Uma empresa de alta tecnologia cuja área de vendas dependia de muitas viagens decidiu empregar ferramentas de colaboração, entre elas videoconferência e áreas de trabalho eletrônicas compartilhadas, o que permitiu que funcionários em diferentes localidades trabalhassem com o mesmo documento simultaneamente. A economia com a redução das viagens foi quatro vezes maior do que o investimento em tecnologia e o número de contatos por vendedor cresceu 45%.

Em outro exemplo, a área de inteligência do governo norte-americano criou wikis e blogs, disponíveis para analistas em várias agências, com as medidas de segurança apropriadas, é claro. O resultado foi maior troca de informações e mais rápido acesso aos especialistas certos na comunidade de inteligência.

Apesar desses casos de sucesso, muitas empresas erram ao acreditar que a tecnologia por si só aumentará a colaboração. Para que a tecnologia seja eficaz, as organizações precisam primeiro compreender melhor como o trabalho do conhecimento ocorre. O ponto de partida deve ser o mapeamento dos caminhos informais pelos quais a informação trafega, como os funcionários interagem e onde estão os gargalos.

Tarefa 1: Duplique, sem alterações, o trecho do texto sobre ferramentas de colaboração que vai de "Em outro exemplo, a" até "estão os gargalos.", inclusive.
Tarefa 2: De acordo com o texto sobre ferramentas de colaboração, quanto cresceu o número de contatos por vendedor na empresa de alta tecnologia?
A listagem abaixo não tem relação com o texto fornecido.

(Dados registrados)
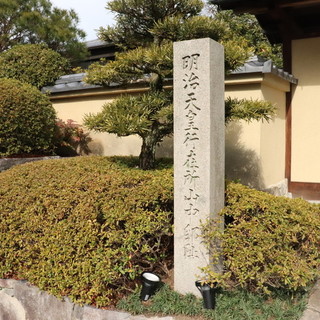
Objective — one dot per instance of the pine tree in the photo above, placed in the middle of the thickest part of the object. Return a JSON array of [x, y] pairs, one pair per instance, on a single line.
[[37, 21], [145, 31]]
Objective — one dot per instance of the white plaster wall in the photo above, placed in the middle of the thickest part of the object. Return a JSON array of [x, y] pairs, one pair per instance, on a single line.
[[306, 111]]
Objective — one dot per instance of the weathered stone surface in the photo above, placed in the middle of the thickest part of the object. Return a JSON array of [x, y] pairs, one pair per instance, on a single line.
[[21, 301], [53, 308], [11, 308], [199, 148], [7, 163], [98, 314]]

==

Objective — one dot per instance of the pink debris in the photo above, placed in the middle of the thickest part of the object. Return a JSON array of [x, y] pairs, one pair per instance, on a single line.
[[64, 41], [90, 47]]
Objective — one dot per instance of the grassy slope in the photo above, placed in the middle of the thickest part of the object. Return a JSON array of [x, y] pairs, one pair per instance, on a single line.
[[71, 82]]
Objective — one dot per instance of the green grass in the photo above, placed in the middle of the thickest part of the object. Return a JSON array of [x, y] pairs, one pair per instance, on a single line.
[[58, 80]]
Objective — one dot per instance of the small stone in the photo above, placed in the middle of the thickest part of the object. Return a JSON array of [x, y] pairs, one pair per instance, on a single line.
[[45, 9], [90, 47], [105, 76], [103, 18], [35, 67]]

---

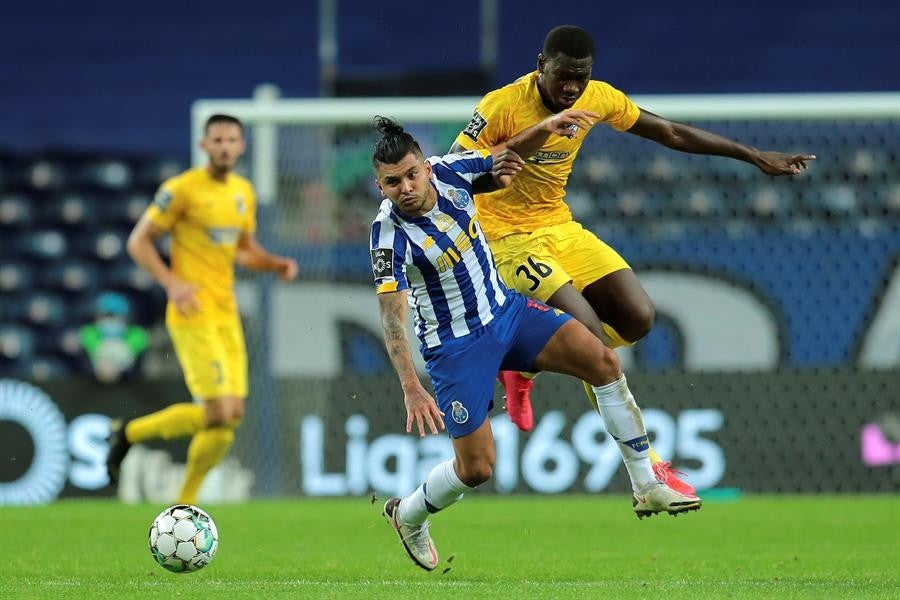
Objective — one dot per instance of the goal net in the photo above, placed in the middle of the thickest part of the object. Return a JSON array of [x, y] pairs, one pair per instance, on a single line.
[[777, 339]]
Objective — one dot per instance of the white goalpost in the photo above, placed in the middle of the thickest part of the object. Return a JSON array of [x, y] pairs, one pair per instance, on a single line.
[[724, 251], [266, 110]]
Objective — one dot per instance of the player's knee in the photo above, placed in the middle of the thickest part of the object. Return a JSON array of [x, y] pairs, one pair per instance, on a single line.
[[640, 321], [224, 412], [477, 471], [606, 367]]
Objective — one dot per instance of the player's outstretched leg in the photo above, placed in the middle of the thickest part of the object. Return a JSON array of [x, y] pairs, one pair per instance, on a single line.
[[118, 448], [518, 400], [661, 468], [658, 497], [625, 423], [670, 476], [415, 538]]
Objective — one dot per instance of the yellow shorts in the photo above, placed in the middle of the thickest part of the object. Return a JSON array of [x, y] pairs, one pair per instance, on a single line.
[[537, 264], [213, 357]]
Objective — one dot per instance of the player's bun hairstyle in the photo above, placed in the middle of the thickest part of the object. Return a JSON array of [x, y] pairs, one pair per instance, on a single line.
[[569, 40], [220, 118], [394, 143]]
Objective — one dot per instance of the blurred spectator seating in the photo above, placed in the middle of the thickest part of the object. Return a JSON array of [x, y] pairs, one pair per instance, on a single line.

Resposta 1:
Em outro exemplo, a área de inteligência do governo norte-americano criou wikis e blogs, disponíveis para analistas em várias agências, com as medidas de segurança apropriadas, é claro. O resultado foi maior troca de informações e mais rápido acesso aos especialistas certos na comunidade de inteligência.

Apesar desses casos de sucesso, muitas empresas erram ao acreditar que a tecnologia por si só aumentará a colaboração. Para que a tecnologia seja eficaz, as organizações precisam primeiro compreender melhor como o trabalho do conhecimento ocorre. O ponto de partida deve ser o mapeamento dos caminhos informais pelos quais a informação trafega, como os funcionários interagem e onde estão os gargalos.

Resposta 2: Cresceu 45%.